═════ Supplied records ═════

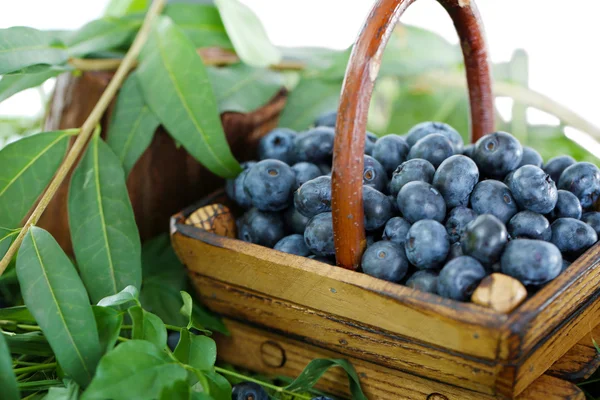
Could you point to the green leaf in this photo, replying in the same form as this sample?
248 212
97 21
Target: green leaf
201 23
108 321
147 326
315 370
175 85
22 47
27 167
134 370
247 34
105 237
242 88
8 381
56 297
132 125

═════

▶ **What the task requires**
Your task is a word-for-word transcription of the entries, leaving out all pictures.

▶ **Final answer**
Could you point to the green leaf in this photo, replying in the same form as this sample?
248 212
97 21
Target: green leaf
201 23
108 321
147 326
315 370
175 85
22 47
27 167
134 370
247 34
105 237
242 88
8 381
56 297
132 125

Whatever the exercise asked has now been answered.